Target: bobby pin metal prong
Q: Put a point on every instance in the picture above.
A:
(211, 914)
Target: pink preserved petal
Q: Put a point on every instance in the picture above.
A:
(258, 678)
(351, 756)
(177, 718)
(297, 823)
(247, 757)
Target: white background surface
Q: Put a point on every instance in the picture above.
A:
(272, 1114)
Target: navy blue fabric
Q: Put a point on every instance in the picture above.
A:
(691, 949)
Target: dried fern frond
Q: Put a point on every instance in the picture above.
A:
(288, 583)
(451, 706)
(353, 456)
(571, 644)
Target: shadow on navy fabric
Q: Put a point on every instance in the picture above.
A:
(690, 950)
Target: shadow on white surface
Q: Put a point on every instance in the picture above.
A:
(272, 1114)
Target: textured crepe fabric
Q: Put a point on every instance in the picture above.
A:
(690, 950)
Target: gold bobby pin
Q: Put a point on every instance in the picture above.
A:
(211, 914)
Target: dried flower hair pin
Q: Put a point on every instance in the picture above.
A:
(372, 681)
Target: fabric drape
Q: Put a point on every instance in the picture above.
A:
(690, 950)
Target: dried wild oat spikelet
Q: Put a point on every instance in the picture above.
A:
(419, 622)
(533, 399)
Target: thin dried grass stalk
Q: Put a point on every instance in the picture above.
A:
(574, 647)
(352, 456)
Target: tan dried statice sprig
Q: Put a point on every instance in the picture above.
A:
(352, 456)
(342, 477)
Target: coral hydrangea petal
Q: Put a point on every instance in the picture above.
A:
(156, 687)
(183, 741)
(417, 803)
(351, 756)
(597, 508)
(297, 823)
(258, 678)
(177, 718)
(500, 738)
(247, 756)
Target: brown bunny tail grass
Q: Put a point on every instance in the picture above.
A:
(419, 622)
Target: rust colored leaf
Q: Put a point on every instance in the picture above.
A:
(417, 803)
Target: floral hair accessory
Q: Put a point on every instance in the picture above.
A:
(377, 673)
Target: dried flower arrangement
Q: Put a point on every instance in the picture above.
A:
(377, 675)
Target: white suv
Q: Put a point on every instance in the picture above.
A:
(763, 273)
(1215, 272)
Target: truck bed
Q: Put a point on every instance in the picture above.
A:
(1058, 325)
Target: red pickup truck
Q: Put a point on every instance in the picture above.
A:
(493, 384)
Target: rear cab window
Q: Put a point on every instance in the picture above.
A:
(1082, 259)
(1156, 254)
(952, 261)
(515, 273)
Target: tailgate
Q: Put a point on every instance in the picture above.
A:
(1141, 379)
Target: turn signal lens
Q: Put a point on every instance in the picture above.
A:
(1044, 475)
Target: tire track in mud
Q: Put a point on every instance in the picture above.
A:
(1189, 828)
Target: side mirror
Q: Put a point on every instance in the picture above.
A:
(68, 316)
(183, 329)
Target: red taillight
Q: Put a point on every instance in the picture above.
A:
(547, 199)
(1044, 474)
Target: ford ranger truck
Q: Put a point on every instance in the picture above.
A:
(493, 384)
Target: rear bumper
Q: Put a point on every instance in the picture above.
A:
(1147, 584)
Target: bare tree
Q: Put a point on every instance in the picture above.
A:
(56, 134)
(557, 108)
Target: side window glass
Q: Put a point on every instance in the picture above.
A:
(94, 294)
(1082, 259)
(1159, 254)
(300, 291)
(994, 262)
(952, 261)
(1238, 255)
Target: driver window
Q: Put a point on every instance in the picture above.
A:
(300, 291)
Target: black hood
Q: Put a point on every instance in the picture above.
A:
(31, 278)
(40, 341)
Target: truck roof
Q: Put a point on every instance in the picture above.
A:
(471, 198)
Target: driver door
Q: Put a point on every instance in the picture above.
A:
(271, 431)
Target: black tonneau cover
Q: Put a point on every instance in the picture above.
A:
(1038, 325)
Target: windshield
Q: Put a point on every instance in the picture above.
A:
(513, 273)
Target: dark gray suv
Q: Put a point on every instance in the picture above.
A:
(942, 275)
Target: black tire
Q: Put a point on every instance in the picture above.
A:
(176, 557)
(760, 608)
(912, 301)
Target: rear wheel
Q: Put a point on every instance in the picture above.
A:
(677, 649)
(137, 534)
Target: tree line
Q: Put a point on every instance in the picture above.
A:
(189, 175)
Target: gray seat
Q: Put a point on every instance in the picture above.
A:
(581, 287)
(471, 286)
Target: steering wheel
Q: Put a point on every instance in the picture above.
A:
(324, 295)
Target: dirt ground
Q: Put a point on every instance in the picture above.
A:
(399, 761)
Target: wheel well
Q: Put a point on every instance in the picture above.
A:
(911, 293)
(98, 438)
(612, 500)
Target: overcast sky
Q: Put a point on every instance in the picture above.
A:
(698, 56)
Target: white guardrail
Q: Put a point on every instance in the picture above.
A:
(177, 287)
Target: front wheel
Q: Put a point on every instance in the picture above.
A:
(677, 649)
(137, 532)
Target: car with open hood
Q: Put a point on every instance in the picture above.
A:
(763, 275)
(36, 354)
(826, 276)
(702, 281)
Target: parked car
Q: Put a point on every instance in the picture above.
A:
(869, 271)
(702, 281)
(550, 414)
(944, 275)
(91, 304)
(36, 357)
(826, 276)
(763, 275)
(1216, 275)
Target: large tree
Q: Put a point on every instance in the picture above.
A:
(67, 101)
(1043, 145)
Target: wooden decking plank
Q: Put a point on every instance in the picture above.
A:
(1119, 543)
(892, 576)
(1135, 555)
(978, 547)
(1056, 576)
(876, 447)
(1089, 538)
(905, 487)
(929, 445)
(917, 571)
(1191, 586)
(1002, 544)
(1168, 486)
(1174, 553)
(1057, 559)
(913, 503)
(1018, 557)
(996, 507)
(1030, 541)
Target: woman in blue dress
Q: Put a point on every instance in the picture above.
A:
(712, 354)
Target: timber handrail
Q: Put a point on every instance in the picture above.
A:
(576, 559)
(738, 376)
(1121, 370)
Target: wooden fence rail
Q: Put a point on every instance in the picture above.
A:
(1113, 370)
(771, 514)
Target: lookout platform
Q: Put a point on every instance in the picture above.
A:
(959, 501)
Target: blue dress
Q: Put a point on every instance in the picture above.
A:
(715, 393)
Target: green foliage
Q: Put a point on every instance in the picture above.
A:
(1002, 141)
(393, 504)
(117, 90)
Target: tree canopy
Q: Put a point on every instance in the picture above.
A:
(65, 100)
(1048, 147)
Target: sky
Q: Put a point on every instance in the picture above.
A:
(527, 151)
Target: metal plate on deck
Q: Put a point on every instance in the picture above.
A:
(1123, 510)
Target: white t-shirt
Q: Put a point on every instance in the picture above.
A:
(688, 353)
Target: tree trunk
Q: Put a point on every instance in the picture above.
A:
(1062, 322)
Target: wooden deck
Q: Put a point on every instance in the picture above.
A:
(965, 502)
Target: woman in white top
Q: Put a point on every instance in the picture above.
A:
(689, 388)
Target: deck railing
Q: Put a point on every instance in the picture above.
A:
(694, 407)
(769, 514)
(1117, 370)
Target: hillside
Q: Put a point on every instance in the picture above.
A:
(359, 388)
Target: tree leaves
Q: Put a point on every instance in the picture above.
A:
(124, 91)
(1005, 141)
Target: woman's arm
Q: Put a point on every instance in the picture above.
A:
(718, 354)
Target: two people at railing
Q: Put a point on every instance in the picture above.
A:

• _Given problem_
Copy every item above line for line, keeping each character and line break unchanged.

• _Result_
Target: bobby pin metal prong
Q: Put a point on every instance in the picture above.
A:
(211, 914)
Target: pink preserved petal
Q: Put a point on every instance in the picture above.
A:
(258, 678)
(351, 756)
(177, 718)
(297, 823)
(247, 757)
Target: white background surface
Q: Put a point on every instance in the picture above.
A:
(272, 1114)
Target: navy blue fabric
Q: Put a point on every instance in the picture above.
A:
(691, 949)
Target: dried fern frond
Q: Put a point on every instance in the picture above.
A:
(288, 583)
(451, 706)
(353, 456)
(571, 644)
Target: shadow on navy fabric
Q: Put a point on every instance in the picture above.
A:
(690, 950)
Target: shadow on white surface
Q: Put a point on every instance in the picture above.
A:
(272, 1114)
Target: textured crepe fabric
Q: Put a point on every instance in the picture above.
A:
(690, 950)
Target: gold bobby pin
Q: Put a point on every instance in the picture above.
A:
(211, 914)
Target: dried flower hair pin
Q: Put a point on every instance in the picture above.
A:
(372, 681)
Target: fabric drape
Q: Put a point on every instance in the picture above.
A:
(690, 950)
Target: dried wild oat spikelet
Q: Put a point on every instance in the picture above.
A:
(419, 622)
(533, 399)
Target: thin dried grass stalk
Q: Put a point on every instance in the picture above.
A:
(574, 647)
(352, 456)
Target: tan dried statice sprig
Q: Put a point on every instance in the picture above.
A:
(352, 456)
(342, 477)
Target: coral hydrangea petal
Q: Put a point on every instance in the picture above.
A:
(156, 687)
(183, 741)
(417, 803)
(351, 756)
(597, 508)
(297, 823)
(258, 678)
(177, 718)
(500, 738)
(247, 756)
Target: brown bunny tail grass
Q: Put a point on every instance in the picture above.
A:
(419, 622)
Target: rust colored leaf
Q: Put a point on every instance in the picture above.
A:
(417, 803)
Target: floral hair accessory
Q: Put a point on every instance in the picture above.
A:
(377, 673)
Target: dried flower arrangement
Q: Put a point on every instance in the picture above.
A:
(377, 675)
Target: white suv
Q: Put a point on every instance in the picture above.
A:
(763, 273)
(1215, 272)
Target: truck bed
Q: Put a point on every instance in the picture above.
A:
(1058, 325)
Target: red pickup truck
Q: Put a point on every instance in the picture above.
A:
(493, 384)
Target: rear cab window
Q: Put a point on every instance in the picture above.
A:
(1082, 259)
(1156, 254)
(952, 261)
(515, 273)
Target: tailgate
Q: Put a point on every instance in the picture above.
A:
(1141, 379)
Target: turn signal lens
Q: Put a point on every instance in the picture above.
A:
(1044, 475)
Target: tire track in mud
Q: Put a point on every instance in the picture above.
A:
(1189, 828)
Target: side mirror
Q: Put a point on every instance in the picture above.
A:
(68, 316)
(183, 329)
Target: red taillight
Q: Put a point on every instance in the picture above.
A:
(547, 199)
(1044, 474)
Target: ford ranger truck
Q: Put a point on every instance in the picture above.
A:
(493, 384)
Target: rear bumper
Q: Put a point on every instance in the picture above.
A:
(1147, 584)
Target: bare tree
Q: Put a point on every instance in the picture above.
A:
(56, 134)
(557, 108)
Target: side window glass
Q: Put a point on every instance in the picture above.
A:
(94, 294)
(1082, 259)
(1159, 254)
(300, 291)
(994, 262)
(952, 261)
(1238, 255)
Target: driver window
Q: Put a point on every instance in the picture above.
A:
(300, 291)
Target: black hood
Q: Put a point on every instance in the picture above.
A:
(31, 278)
(40, 341)
Target: truck roof
Q: Put a point on every instance in the picture above.
A:
(471, 198)
Target: driver door
Q: Put a point on every instance in the picture above.
A:
(271, 431)
Target: black tonneau cover
Q: Put a point on every instance in the picture above.
A:
(1038, 325)
Target: windshield
Q: Put a point on every instance in the picture above.
A:
(513, 273)
Target: dark gray suv
Q: Put a point on every instance in the picture above.
A:
(942, 275)
Target: black tire
Q: Put a point on every instance in the picture above.
A:
(176, 557)
(760, 608)
(912, 301)
Target: rear wheel
Q: Put a point on every instance in the picture above.
A:
(677, 649)
(137, 534)
Target: tree line
Q: Put a point on every instance in the picture above.
A:
(189, 175)
Target: gray seat
Q: Put a point on every instance in the picture above.
A:
(581, 287)
(471, 286)
Target: steering wheel
Q: Put a point on every instance in the picture above.
A:
(324, 295)
Target: dirt ground
Q: Put a point on every instance in the picture above.
A:
(399, 761)
Target: wheel well
Q: Put a point on every instance in the picture above.
A:
(911, 293)
(98, 438)
(612, 500)
Target: overcast sky
Q: Put a point on every instance in the picture above.
A:
(698, 56)
Target: white guardrail
Q: Put a point on every instance in the picture above.
A:
(177, 287)
Target: front wheel
Q: Put a point on every instance in the picture above.
A:
(677, 649)
(137, 532)
Target: car with open hood
Q: Put a point on every instance in the picture above.
A:
(763, 275)
(36, 354)
(826, 276)
(702, 281)
Target: parked car
Q: Put a point on every instance in the picture above.
A:
(869, 271)
(702, 281)
(550, 414)
(944, 275)
(91, 304)
(36, 357)
(826, 276)
(763, 275)
(1216, 275)
Target: large tree
Q: Put a point on every instance in the picture above.
A:
(67, 101)
(1043, 145)
Target: wooden decking plank
Q: Put a point on every instance in the picture above.
A:
(1119, 543)
(892, 576)
(1135, 555)
(978, 547)
(1056, 576)
(876, 447)
(1089, 538)
(905, 487)
(929, 445)
(917, 571)
(1191, 586)
(1002, 544)
(1168, 486)
(1174, 553)
(1057, 559)
(913, 503)
(1018, 557)
(996, 507)
(1030, 541)
Target: woman in blue dress
Q: Put a point on every instance in the picture above.
A:
(712, 354)
Target: timber handrail
Q: Put a point on every instance in the picture above.
A:
(576, 559)
(738, 376)
(1121, 370)
Target: wooden fence rail
Q: Put a point on every instance in the picture above.
A:
(1113, 370)
(771, 514)
Target: lookout platform
Q: Put a point on every instance in the picture above.
A:
(959, 501)
Target: blue dress
Q: Put a point on every instance in the picture above.
A:
(715, 393)
Target: green foliage
Q: Put a point on every instance in the picture above.
A:
(1002, 141)
(393, 504)
(117, 90)
Target: tree canopy
Q: Put a point on every instance in the picture above.
A:
(65, 100)
(1048, 147)
Target: sky
Q: Put a point on every instance in the picture above.
A:
(527, 151)
Target: metal plate on deck
Q: Put a point on every instance in the picture above.
A:
(1123, 510)
Target: white t-shirt
Q: Put a point on every instance in the picture above.
A:
(688, 353)
Target: tree trunk
Q: Put a point on every instance in the picture above.
A:
(1062, 322)
Target: wooden deck
Q: Put a point on every instance in the picture above.
A:
(965, 502)
Target: woman in white top
Q: Put a point on every instance in the picture above.
A:
(689, 388)
Target: deck railing
Q: Put a point on every instance in the picture above.
A:
(694, 407)
(769, 514)
(1117, 370)
Target: hillside
Q: Put a point on every instance in the picture above.
A:
(359, 388)
Target: tree leaves
Q: Put a point on every instance in the picture above.
A:
(124, 91)
(1005, 141)
Target: woman's arm
Q: Put a point on every instance in the picture above.
A:
(718, 354)
Target: two people at railing
Q: Put a point on every instance in the picture above.
A:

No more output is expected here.